TASK INSTRUCTIONS>
Two lines below mark the span: the one containing "Given the scene above, your job is to locate the woman's" and the one containing "Given the scene above, your job is to locate the tall". Set down both, plus every line between, exactly as they stand, and nothing else.

━━━━

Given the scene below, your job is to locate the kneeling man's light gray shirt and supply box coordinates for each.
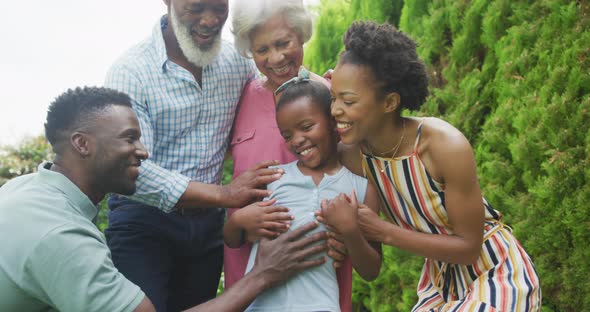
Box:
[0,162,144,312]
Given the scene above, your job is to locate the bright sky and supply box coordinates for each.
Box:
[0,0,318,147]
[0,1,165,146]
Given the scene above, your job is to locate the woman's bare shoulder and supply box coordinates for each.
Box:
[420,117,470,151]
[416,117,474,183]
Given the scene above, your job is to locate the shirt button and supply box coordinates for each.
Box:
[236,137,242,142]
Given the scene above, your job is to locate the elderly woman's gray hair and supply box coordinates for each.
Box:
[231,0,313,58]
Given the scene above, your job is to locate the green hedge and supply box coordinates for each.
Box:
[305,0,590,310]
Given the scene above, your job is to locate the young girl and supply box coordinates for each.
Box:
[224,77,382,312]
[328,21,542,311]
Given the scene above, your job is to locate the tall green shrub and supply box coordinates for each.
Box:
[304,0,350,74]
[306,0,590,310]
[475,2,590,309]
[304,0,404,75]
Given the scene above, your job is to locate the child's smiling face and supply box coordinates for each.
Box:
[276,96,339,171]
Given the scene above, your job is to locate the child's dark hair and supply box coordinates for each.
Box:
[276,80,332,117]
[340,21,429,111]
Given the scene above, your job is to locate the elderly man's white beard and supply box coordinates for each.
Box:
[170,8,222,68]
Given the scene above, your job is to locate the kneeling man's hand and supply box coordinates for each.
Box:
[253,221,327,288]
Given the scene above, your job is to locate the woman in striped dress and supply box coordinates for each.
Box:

━━━━

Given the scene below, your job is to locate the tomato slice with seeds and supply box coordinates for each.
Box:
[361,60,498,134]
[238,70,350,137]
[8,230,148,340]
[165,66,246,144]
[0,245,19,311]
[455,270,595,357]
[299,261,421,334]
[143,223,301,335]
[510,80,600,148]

━━━━

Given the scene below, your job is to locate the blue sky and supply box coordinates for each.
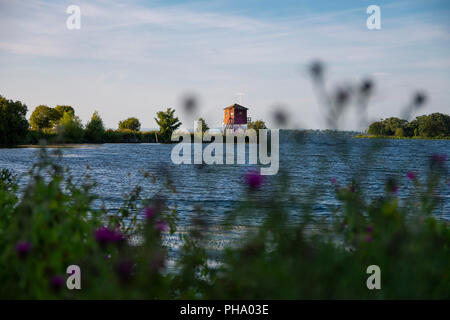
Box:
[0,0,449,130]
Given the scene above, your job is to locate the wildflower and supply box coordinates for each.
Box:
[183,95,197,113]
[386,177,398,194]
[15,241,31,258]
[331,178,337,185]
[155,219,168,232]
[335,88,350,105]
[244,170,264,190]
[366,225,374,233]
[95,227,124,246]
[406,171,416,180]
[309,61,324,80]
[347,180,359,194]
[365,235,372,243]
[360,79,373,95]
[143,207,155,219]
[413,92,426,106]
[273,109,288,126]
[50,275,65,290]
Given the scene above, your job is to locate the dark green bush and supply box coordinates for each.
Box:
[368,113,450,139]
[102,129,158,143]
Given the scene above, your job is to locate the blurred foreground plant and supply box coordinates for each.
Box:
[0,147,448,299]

━━━━

EXERCISE RESULT>
Given the scene above, your job is to locate the woman's bare shoulder and supply box coordinates for each.
Box:
[420,117,470,151]
[416,117,474,183]
Given the scene above, your job is to locate the shirt button and supply box coordinates for each.
Box:
[236,137,242,142]
Given the scene above, your job is to locate the elderly woman's gray hair and supply box coordinates for each.
Box:
[231,0,313,58]
Given the scene above, your job is to locate the green hedge and supply box coordinates for each.
Box:
[305,0,590,310]
Given the scene above, your job is to locate the young girl and supply box coordinates for each.
Box:
[224,77,382,312]
[328,21,542,311]
Given the scene above, your job is to locate the tall green shrub and supply box coordinates for each.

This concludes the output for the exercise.